Problem: Would you reproduce exactly the lines below from the one holding "- **Find**: the window" through the one holding "- **Find**: the table lamp", inclusive, and no others?

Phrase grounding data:
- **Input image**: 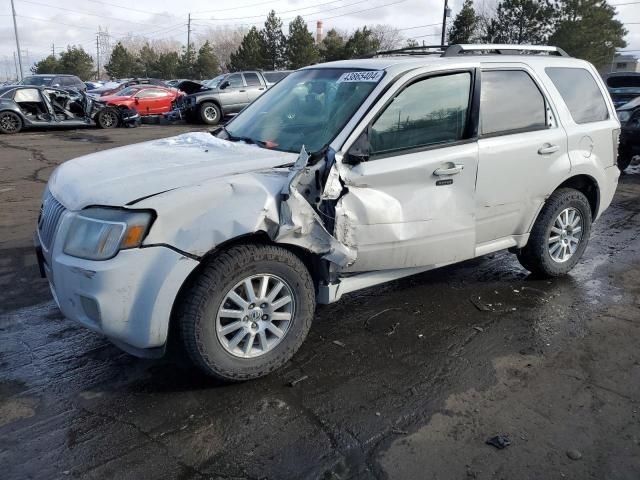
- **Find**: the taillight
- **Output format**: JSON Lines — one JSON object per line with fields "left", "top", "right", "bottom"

{"left": 613, "top": 128, "right": 620, "bottom": 166}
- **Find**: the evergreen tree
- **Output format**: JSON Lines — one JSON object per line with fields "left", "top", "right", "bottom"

{"left": 448, "top": 0, "right": 479, "bottom": 44}
{"left": 229, "top": 27, "right": 268, "bottom": 71}
{"left": 194, "top": 41, "right": 221, "bottom": 79}
{"left": 484, "top": 0, "right": 554, "bottom": 44}
{"left": 286, "top": 16, "right": 319, "bottom": 69}
{"left": 549, "top": 0, "right": 626, "bottom": 68}
{"left": 31, "top": 55, "right": 59, "bottom": 74}
{"left": 262, "top": 10, "right": 286, "bottom": 70}
{"left": 57, "top": 46, "right": 95, "bottom": 79}
{"left": 320, "top": 29, "right": 347, "bottom": 62}
{"left": 138, "top": 43, "right": 159, "bottom": 77}
{"left": 154, "top": 51, "right": 180, "bottom": 79}
{"left": 105, "top": 42, "right": 139, "bottom": 78}
{"left": 177, "top": 44, "right": 197, "bottom": 78}
{"left": 343, "top": 27, "right": 380, "bottom": 58}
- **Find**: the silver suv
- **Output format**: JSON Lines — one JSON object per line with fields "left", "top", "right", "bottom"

{"left": 36, "top": 44, "right": 621, "bottom": 380}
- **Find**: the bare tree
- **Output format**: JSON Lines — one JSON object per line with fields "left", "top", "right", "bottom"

{"left": 196, "top": 26, "right": 247, "bottom": 72}
{"left": 370, "top": 24, "right": 404, "bottom": 51}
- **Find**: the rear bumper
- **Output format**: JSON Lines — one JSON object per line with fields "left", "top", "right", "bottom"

{"left": 597, "top": 165, "right": 620, "bottom": 220}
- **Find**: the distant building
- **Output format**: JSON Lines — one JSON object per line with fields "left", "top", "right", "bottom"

{"left": 316, "top": 21, "right": 323, "bottom": 44}
{"left": 605, "top": 54, "right": 640, "bottom": 74}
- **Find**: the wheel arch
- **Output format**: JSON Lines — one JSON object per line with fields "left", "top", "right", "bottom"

{"left": 554, "top": 174, "right": 600, "bottom": 219}
{"left": 197, "top": 98, "right": 224, "bottom": 115}
{"left": 166, "top": 232, "right": 325, "bottom": 350}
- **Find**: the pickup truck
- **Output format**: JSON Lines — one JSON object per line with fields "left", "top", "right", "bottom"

{"left": 173, "top": 71, "right": 271, "bottom": 125}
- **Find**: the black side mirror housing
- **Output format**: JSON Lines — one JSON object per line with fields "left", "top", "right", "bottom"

{"left": 219, "top": 80, "right": 230, "bottom": 90}
{"left": 344, "top": 129, "right": 371, "bottom": 165}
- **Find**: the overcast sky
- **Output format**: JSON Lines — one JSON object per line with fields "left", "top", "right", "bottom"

{"left": 1, "top": 0, "right": 640, "bottom": 79}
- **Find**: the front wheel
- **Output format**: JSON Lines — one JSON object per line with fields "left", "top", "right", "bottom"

{"left": 517, "top": 188, "right": 592, "bottom": 277}
{"left": 0, "top": 111, "right": 22, "bottom": 134}
{"left": 177, "top": 244, "right": 316, "bottom": 381}
{"left": 199, "top": 102, "right": 221, "bottom": 125}
{"left": 96, "top": 108, "right": 119, "bottom": 129}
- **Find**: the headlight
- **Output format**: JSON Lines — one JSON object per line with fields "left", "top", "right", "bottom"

{"left": 63, "top": 208, "right": 154, "bottom": 260}
{"left": 617, "top": 110, "right": 631, "bottom": 123}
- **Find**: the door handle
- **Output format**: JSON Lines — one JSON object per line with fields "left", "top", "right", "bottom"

{"left": 433, "top": 163, "right": 464, "bottom": 176}
{"left": 239, "top": 89, "right": 246, "bottom": 92}
{"left": 259, "top": 87, "right": 265, "bottom": 90}
{"left": 538, "top": 143, "right": 559, "bottom": 155}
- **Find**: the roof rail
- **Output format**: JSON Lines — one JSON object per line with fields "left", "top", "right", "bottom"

{"left": 442, "top": 44, "right": 569, "bottom": 57}
{"left": 369, "top": 45, "right": 447, "bottom": 57}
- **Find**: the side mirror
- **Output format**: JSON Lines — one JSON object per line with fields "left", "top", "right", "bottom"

{"left": 134, "top": 97, "right": 139, "bottom": 104}
{"left": 219, "top": 80, "right": 230, "bottom": 90}
{"left": 344, "top": 129, "right": 371, "bottom": 165}
{"left": 52, "top": 83, "right": 60, "bottom": 88}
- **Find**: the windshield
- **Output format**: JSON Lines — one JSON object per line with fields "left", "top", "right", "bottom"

{"left": 20, "top": 76, "right": 54, "bottom": 86}
{"left": 204, "top": 75, "right": 225, "bottom": 88}
{"left": 607, "top": 76, "right": 640, "bottom": 89}
{"left": 224, "top": 68, "right": 383, "bottom": 153}
{"left": 114, "top": 86, "right": 140, "bottom": 97}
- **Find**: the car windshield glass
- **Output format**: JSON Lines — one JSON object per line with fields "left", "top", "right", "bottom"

{"left": 115, "top": 87, "right": 139, "bottom": 96}
{"left": 205, "top": 75, "right": 225, "bottom": 88}
{"left": 20, "top": 76, "right": 54, "bottom": 86}
{"left": 224, "top": 68, "right": 383, "bottom": 153}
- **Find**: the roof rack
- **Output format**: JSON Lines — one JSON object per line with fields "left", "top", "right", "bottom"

{"left": 372, "top": 43, "right": 569, "bottom": 58}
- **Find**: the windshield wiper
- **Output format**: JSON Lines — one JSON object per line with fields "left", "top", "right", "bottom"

{"left": 221, "top": 127, "right": 267, "bottom": 147}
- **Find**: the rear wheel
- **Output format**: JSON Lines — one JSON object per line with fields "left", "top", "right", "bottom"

{"left": 177, "top": 244, "right": 315, "bottom": 381}
{"left": 0, "top": 111, "right": 22, "bottom": 134}
{"left": 96, "top": 108, "right": 119, "bottom": 129}
{"left": 199, "top": 102, "right": 221, "bottom": 125}
{"left": 517, "top": 188, "right": 592, "bottom": 277}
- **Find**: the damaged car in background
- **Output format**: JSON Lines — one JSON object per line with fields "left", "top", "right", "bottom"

{"left": 0, "top": 85, "right": 139, "bottom": 134}
{"left": 36, "top": 45, "right": 620, "bottom": 381}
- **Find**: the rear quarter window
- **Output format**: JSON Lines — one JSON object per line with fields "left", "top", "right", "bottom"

{"left": 546, "top": 67, "right": 609, "bottom": 124}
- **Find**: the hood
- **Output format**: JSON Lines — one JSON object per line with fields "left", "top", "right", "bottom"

{"left": 177, "top": 80, "right": 210, "bottom": 95}
{"left": 100, "top": 94, "right": 132, "bottom": 102}
{"left": 48, "top": 132, "right": 297, "bottom": 210}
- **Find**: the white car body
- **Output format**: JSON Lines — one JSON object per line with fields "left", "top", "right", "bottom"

{"left": 36, "top": 46, "right": 620, "bottom": 356}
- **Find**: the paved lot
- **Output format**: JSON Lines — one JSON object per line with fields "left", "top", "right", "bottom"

{"left": 1, "top": 126, "right": 639, "bottom": 480}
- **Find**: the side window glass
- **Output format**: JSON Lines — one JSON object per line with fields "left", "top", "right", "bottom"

{"left": 370, "top": 72, "right": 472, "bottom": 157}
{"left": 480, "top": 70, "right": 547, "bottom": 135}
{"left": 14, "top": 88, "right": 41, "bottom": 102}
{"left": 227, "top": 74, "right": 244, "bottom": 88}
{"left": 244, "top": 72, "right": 261, "bottom": 86}
{"left": 546, "top": 67, "right": 608, "bottom": 124}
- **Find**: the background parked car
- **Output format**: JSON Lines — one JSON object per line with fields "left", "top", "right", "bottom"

{"left": 88, "top": 78, "right": 166, "bottom": 98}
{"left": 0, "top": 85, "right": 139, "bottom": 134}
{"left": 262, "top": 70, "right": 292, "bottom": 87}
{"left": 19, "top": 74, "right": 86, "bottom": 91}
{"left": 101, "top": 85, "right": 182, "bottom": 116}
{"left": 172, "top": 71, "right": 269, "bottom": 125}
{"left": 604, "top": 72, "right": 640, "bottom": 108}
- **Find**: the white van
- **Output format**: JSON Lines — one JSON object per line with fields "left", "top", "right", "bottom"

{"left": 36, "top": 44, "right": 621, "bottom": 380}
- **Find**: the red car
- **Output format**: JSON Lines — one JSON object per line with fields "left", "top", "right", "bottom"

{"left": 100, "top": 85, "right": 182, "bottom": 116}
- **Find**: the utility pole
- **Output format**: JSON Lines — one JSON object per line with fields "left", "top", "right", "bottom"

{"left": 441, "top": 0, "right": 451, "bottom": 46}
{"left": 10, "top": 0, "right": 23, "bottom": 80}
{"left": 187, "top": 13, "right": 192, "bottom": 75}
{"left": 13, "top": 51, "right": 19, "bottom": 81}
{"left": 96, "top": 34, "right": 100, "bottom": 80}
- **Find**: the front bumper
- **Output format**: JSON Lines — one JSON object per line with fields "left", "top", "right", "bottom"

{"left": 36, "top": 210, "right": 199, "bottom": 353}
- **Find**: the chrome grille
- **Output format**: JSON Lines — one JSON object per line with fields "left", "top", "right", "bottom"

{"left": 38, "top": 189, "right": 66, "bottom": 250}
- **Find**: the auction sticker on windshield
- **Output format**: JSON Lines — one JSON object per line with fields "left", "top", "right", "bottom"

{"left": 337, "top": 71, "right": 384, "bottom": 83}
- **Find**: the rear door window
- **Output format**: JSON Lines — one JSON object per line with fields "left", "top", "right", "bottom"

{"left": 243, "top": 72, "right": 262, "bottom": 86}
{"left": 546, "top": 67, "right": 609, "bottom": 124}
{"left": 480, "top": 70, "right": 547, "bottom": 136}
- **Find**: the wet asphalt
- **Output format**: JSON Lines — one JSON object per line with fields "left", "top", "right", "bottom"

{"left": 1, "top": 126, "right": 639, "bottom": 480}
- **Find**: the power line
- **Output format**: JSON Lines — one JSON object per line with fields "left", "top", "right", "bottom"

{"left": 192, "top": 0, "right": 370, "bottom": 22}
{"left": 193, "top": 0, "right": 289, "bottom": 14}
{"left": 84, "top": 0, "right": 176, "bottom": 18}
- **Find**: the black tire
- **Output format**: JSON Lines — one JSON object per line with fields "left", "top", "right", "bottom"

{"left": 96, "top": 108, "right": 119, "bottom": 129}
{"left": 617, "top": 146, "right": 632, "bottom": 172}
{"left": 517, "top": 188, "right": 592, "bottom": 277}
{"left": 177, "top": 244, "right": 316, "bottom": 381}
{"left": 0, "top": 111, "right": 22, "bottom": 134}
{"left": 199, "top": 101, "right": 221, "bottom": 125}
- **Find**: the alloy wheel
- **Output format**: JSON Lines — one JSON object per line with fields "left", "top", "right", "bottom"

{"left": 203, "top": 106, "right": 217, "bottom": 122}
{"left": 0, "top": 113, "right": 19, "bottom": 132}
{"left": 548, "top": 207, "right": 583, "bottom": 263}
{"left": 215, "top": 274, "right": 295, "bottom": 358}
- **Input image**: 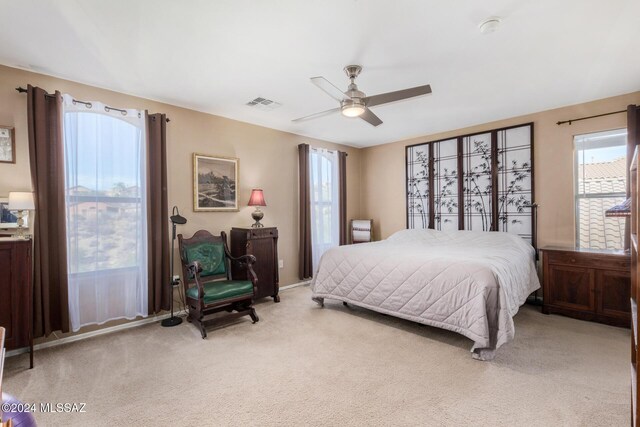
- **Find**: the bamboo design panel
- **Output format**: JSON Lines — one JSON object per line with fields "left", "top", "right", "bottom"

{"left": 406, "top": 123, "right": 534, "bottom": 242}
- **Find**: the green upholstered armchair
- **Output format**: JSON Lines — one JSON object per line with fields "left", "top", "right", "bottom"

{"left": 178, "top": 230, "right": 259, "bottom": 338}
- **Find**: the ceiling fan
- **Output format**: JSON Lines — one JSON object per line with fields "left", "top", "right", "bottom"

{"left": 292, "top": 65, "right": 432, "bottom": 127}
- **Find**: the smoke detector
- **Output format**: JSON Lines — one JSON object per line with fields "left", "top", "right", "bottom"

{"left": 479, "top": 17, "right": 501, "bottom": 34}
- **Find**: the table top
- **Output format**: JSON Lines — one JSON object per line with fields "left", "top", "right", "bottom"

{"left": 0, "top": 237, "right": 31, "bottom": 242}
{"left": 540, "top": 245, "right": 628, "bottom": 256}
{"left": 232, "top": 226, "right": 277, "bottom": 231}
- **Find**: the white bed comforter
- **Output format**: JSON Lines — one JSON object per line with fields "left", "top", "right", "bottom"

{"left": 311, "top": 229, "right": 540, "bottom": 360}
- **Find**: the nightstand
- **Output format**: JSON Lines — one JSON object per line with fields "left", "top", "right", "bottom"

{"left": 230, "top": 227, "right": 280, "bottom": 302}
{"left": 541, "top": 246, "right": 630, "bottom": 327}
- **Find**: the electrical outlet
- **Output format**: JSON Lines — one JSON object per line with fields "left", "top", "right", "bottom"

{"left": 278, "top": 259, "right": 284, "bottom": 269}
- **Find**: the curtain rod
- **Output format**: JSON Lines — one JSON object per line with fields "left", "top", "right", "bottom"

{"left": 310, "top": 146, "right": 348, "bottom": 156}
{"left": 556, "top": 109, "right": 626, "bottom": 126}
{"left": 15, "top": 86, "right": 170, "bottom": 122}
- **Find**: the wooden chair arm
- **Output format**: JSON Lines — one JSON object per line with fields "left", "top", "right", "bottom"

{"left": 229, "top": 254, "right": 256, "bottom": 266}
{"left": 226, "top": 254, "right": 258, "bottom": 295}
{"left": 188, "top": 261, "right": 205, "bottom": 299}
{"left": 246, "top": 262, "right": 259, "bottom": 296}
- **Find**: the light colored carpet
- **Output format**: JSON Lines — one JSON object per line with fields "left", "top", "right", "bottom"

{"left": 4, "top": 285, "right": 629, "bottom": 426}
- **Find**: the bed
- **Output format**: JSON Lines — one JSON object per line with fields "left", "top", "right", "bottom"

{"left": 310, "top": 228, "right": 540, "bottom": 360}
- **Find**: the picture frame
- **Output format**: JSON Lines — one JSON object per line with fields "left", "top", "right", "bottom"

{"left": 193, "top": 153, "right": 239, "bottom": 211}
{"left": 0, "top": 197, "right": 27, "bottom": 229}
{"left": 0, "top": 126, "right": 15, "bottom": 164}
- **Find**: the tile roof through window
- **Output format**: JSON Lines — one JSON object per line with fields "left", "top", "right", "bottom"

{"left": 576, "top": 156, "right": 626, "bottom": 250}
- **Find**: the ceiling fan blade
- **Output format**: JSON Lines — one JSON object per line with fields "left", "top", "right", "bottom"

{"left": 311, "top": 76, "right": 349, "bottom": 102}
{"left": 292, "top": 107, "right": 340, "bottom": 123}
{"left": 364, "top": 84, "right": 432, "bottom": 107}
{"left": 359, "top": 108, "right": 383, "bottom": 127}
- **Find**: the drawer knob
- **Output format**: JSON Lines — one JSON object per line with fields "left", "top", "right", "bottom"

{"left": 570, "top": 258, "right": 576, "bottom": 263}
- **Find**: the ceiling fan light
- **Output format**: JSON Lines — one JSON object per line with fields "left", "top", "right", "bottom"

{"left": 342, "top": 105, "right": 365, "bottom": 117}
{"left": 341, "top": 99, "right": 365, "bottom": 117}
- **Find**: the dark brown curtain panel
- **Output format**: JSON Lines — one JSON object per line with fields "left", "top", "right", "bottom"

{"left": 26, "top": 85, "right": 70, "bottom": 337}
{"left": 147, "top": 113, "right": 170, "bottom": 314}
{"left": 338, "top": 151, "right": 348, "bottom": 245}
{"left": 298, "top": 143, "right": 313, "bottom": 279}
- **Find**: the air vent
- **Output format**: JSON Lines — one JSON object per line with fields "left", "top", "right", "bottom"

{"left": 246, "top": 97, "right": 282, "bottom": 111}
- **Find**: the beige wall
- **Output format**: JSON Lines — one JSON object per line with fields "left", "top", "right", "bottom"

{"left": 361, "top": 91, "right": 640, "bottom": 247}
{"left": 2, "top": 61, "right": 639, "bottom": 344}
{"left": 0, "top": 64, "right": 362, "bottom": 287}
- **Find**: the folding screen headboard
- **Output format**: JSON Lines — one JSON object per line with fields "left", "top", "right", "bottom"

{"left": 406, "top": 122, "right": 536, "bottom": 247}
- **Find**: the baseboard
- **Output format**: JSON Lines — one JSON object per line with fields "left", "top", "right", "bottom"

{"left": 6, "top": 310, "right": 187, "bottom": 358}
{"left": 6, "top": 281, "right": 311, "bottom": 358}
{"left": 279, "top": 280, "right": 311, "bottom": 291}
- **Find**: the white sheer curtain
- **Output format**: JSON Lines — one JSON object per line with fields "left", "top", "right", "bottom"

{"left": 62, "top": 95, "right": 148, "bottom": 332}
{"left": 310, "top": 147, "right": 340, "bottom": 272}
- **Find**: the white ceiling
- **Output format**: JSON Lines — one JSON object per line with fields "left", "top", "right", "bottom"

{"left": 0, "top": 0, "right": 639, "bottom": 147}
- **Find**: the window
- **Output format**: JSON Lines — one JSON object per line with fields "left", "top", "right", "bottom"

{"left": 63, "top": 95, "right": 148, "bottom": 331}
{"left": 574, "top": 129, "right": 627, "bottom": 250}
{"left": 309, "top": 148, "right": 339, "bottom": 271}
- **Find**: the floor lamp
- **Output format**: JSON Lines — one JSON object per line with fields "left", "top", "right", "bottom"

{"left": 162, "top": 206, "right": 186, "bottom": 327}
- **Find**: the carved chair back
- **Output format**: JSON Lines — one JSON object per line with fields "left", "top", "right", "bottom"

{"left": 178, "top": 230, "right": 233, "bottom": 292}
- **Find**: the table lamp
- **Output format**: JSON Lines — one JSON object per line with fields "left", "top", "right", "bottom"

{"left": 8, "top": 191, "right": 34, "bottom": 239}
{"left": 248, "top": 189, "right": 266, "bottom": 228}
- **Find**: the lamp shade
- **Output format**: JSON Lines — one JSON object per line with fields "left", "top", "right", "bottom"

{"left": 248, "top": 189, "right": 266, "bottom": 207}
{"left": 8, "top": 191, "right": 34, "bottom": 210}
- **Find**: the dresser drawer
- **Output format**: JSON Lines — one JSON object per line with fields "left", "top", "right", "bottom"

{"left": 247, "top": 228, "right": 278, "bottom": 239}
{"left": 544, "top": 250, "right": 630, "bottom": 270}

Response:
- **Find**: the window
- **Output format**: JSON Lines — one JSON object per line with fields "left", "top", "right", "bottom"

{"left": 63, "top": 95, "right": 148, "bottom": 331}
{"left": 574, "top": 129, "right": 627, "bottom": 250}
{"left": 309, "top": 148, "right": 339, "bottom": 271}
- **Find**: the floor lamp
- **Output format**: JSON Lines — one JSON object per line with fields "left", "top", "right", "bottom"

{"left": 162, "top": 206, "right": 186, "bottom": 327}
- **Find**: the carved chair back
- **Output format**: JSON Lines — one JSON object per line with fields "left", "top", "right", "bottom"

{"left": 178, "top": 230, "right": 233, "bottom": 292}
- **Find**: the table lamp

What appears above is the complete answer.